Short problem: Please repeat word for word the part of the rows that opens with the line containing "Each instance of the decorative vase" and closes with the line containing "[[460, 251], [377, 263]]", both of those lines included.

Recorded data:
■ ■ ■ ■

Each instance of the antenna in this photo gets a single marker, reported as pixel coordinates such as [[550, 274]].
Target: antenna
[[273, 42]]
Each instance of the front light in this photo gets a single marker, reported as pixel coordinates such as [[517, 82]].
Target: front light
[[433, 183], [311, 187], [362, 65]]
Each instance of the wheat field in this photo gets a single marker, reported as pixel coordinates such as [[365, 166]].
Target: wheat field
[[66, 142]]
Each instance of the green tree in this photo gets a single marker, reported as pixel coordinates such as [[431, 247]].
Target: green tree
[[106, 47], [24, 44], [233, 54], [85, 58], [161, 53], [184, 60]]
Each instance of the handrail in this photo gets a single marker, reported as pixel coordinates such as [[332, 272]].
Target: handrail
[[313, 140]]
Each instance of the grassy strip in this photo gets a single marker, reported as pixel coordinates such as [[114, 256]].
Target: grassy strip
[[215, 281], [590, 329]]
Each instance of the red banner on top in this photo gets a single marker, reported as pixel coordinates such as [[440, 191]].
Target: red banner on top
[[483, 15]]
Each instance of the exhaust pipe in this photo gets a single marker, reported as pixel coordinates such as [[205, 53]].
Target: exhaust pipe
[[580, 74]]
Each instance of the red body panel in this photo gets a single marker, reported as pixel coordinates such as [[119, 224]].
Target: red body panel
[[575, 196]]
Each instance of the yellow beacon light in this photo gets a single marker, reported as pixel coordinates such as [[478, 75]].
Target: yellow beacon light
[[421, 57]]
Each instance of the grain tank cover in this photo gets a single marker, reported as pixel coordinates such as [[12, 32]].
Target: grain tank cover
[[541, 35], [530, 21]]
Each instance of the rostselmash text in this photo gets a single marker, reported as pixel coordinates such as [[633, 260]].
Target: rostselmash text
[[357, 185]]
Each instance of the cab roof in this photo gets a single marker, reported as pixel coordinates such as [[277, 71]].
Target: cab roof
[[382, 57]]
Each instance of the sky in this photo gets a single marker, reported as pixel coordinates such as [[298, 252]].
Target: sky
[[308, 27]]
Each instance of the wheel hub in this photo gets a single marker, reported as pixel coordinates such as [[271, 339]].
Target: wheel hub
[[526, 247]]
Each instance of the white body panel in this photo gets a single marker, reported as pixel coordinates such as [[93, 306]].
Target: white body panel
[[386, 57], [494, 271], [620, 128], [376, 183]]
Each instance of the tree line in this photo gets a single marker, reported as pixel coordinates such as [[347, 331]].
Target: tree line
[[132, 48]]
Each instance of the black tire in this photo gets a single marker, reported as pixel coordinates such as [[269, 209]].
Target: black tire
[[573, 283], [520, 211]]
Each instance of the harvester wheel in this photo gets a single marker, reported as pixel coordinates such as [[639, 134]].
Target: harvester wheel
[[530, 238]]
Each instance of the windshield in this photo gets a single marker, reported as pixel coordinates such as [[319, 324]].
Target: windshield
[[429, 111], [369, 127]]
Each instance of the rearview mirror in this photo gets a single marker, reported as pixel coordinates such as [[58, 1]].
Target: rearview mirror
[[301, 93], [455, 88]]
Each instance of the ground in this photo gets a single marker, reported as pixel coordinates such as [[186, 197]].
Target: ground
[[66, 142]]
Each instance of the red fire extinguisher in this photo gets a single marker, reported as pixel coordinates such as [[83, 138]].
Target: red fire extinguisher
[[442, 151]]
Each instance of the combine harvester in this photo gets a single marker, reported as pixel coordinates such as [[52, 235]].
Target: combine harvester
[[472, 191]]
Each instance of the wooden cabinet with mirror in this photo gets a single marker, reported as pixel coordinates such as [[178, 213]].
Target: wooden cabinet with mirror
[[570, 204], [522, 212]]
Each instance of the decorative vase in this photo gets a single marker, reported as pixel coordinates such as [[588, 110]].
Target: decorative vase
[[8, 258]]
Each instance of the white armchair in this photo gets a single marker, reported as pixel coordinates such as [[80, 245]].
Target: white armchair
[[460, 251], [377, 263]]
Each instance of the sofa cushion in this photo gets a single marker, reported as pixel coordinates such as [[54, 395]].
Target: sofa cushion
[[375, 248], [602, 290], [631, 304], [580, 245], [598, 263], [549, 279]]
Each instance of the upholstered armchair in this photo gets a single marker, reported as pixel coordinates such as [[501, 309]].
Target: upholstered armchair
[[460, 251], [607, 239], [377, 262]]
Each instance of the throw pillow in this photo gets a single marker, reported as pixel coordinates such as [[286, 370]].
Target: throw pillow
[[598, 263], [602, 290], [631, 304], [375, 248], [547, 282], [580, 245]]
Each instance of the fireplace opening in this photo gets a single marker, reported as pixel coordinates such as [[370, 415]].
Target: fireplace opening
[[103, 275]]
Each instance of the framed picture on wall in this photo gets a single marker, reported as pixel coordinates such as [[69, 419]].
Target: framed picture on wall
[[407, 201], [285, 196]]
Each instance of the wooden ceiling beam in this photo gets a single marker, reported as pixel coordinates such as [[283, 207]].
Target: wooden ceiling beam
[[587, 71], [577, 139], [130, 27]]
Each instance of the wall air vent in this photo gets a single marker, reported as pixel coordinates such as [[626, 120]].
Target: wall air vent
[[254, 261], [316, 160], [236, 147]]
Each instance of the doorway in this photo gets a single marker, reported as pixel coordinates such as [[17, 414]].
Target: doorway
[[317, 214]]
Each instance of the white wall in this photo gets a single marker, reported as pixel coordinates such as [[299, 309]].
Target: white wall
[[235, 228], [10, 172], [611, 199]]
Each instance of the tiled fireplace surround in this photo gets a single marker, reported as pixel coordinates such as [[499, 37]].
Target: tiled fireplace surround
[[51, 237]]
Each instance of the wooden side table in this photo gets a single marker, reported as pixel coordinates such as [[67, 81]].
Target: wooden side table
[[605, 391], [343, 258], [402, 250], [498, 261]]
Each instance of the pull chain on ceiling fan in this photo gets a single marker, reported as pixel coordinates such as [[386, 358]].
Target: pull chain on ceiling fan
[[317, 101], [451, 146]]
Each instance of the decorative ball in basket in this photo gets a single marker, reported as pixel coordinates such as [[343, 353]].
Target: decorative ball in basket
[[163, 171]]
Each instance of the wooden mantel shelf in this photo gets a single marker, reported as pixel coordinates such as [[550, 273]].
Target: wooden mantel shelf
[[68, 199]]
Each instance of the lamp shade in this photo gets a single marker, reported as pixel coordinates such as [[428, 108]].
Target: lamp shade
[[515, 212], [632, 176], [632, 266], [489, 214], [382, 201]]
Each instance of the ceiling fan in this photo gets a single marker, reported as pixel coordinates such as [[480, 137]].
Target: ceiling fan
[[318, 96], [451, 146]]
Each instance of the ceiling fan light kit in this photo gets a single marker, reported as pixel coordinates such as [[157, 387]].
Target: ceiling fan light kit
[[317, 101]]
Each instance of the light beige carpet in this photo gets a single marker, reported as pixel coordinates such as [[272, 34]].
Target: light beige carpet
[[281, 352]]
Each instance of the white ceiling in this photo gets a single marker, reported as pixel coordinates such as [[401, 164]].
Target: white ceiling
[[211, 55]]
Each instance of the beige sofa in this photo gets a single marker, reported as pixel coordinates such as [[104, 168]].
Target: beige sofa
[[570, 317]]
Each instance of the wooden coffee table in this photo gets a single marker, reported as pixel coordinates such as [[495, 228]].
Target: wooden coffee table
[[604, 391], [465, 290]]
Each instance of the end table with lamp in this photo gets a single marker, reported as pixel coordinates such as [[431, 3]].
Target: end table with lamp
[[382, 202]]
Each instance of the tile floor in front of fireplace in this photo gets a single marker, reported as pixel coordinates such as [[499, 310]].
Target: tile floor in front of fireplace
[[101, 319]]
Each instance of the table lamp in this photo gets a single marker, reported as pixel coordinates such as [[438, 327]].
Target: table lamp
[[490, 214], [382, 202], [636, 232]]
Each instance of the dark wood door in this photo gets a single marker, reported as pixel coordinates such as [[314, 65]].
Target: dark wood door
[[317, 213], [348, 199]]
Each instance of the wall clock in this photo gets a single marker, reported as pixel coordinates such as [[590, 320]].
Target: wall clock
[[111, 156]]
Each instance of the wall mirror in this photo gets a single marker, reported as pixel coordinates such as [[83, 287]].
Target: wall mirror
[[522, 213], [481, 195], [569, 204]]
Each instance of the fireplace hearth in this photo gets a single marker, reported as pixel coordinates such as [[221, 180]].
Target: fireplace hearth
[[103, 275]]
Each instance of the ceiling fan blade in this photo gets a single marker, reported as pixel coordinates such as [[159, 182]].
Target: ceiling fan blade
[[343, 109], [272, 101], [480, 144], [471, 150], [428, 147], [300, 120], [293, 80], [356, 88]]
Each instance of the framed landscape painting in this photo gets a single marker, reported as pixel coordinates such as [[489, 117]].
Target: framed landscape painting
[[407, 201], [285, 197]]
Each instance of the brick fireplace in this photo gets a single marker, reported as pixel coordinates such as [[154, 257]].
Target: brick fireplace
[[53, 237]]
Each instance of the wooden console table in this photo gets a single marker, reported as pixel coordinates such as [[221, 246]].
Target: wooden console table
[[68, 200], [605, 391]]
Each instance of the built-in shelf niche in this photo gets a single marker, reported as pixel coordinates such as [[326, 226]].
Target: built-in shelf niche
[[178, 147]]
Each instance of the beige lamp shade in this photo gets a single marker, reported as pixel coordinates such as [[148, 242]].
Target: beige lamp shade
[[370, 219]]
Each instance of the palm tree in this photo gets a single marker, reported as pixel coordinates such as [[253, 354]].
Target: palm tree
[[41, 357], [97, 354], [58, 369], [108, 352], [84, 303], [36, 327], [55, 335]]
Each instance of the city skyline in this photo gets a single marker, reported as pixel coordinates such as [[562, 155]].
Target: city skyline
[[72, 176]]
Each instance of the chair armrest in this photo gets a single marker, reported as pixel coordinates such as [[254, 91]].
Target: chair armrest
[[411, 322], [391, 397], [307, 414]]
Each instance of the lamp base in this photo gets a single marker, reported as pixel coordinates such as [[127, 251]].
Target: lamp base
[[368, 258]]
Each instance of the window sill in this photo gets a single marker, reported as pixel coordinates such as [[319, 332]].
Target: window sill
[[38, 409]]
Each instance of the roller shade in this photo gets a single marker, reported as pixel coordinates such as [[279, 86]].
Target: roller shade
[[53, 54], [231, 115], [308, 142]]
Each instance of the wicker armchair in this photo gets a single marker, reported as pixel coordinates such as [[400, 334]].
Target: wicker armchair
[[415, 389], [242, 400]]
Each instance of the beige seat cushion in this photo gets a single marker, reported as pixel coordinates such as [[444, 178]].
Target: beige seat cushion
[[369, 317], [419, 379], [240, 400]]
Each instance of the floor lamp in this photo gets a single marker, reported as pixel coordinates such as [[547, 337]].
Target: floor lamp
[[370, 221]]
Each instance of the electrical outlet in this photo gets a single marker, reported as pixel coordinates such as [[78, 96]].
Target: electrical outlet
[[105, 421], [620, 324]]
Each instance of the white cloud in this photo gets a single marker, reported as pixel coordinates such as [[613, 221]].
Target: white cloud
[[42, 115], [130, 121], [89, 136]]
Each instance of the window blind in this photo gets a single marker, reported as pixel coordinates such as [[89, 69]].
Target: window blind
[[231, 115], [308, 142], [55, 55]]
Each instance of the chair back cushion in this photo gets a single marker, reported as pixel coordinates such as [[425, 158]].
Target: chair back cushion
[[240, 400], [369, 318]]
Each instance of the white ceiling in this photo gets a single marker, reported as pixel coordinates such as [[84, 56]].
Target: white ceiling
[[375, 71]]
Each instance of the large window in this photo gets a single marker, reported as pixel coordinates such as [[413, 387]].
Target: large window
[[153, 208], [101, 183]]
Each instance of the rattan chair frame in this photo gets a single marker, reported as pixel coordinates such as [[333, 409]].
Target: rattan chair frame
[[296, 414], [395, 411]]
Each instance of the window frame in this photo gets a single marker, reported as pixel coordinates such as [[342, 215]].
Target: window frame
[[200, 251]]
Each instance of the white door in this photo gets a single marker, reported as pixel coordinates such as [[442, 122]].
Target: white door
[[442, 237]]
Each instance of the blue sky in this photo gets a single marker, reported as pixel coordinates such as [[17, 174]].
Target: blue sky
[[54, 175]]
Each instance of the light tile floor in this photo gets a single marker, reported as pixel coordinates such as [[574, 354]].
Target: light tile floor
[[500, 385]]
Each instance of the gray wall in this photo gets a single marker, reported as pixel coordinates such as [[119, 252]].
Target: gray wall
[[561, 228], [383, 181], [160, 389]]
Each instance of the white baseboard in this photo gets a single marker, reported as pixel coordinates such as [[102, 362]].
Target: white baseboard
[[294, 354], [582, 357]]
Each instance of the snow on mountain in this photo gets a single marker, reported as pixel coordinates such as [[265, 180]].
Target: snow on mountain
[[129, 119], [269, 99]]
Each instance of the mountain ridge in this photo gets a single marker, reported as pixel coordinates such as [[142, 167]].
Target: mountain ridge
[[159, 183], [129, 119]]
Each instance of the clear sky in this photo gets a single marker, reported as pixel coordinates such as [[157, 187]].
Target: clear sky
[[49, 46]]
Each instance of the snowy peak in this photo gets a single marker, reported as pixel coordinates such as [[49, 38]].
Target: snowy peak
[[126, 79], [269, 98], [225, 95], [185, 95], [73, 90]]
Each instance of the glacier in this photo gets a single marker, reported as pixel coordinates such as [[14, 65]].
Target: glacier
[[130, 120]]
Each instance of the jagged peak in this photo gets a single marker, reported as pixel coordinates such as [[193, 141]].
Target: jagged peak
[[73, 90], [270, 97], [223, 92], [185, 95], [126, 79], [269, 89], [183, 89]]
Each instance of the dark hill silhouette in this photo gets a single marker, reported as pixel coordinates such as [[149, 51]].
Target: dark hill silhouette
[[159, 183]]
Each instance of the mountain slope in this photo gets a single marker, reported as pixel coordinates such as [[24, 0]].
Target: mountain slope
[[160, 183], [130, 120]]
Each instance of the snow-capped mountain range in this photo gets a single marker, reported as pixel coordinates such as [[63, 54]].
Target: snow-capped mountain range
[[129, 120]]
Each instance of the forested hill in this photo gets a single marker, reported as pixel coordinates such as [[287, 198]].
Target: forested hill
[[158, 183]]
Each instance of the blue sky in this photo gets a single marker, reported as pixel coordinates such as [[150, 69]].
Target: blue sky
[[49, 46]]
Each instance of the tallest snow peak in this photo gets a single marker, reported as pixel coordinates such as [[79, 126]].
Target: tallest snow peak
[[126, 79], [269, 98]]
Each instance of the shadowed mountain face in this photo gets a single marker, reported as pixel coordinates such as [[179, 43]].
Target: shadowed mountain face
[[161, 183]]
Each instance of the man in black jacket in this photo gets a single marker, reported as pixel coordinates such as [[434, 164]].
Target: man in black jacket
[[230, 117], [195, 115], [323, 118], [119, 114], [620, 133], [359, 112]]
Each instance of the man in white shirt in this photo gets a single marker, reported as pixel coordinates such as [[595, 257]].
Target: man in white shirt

■ ■ ■ ■

Finished answer:
Each instance of the decorative vase in this photo gets a single marker, reported as pixel coordinates such as [[588, 110]].
Target: decorative vase
[[8, 258]]
Each instance of the white armchair in this photo gets a single marker, reported as pixel coordinates such as [[80, 245]].
Target: white armchair
[[460, 251], [377, 263]]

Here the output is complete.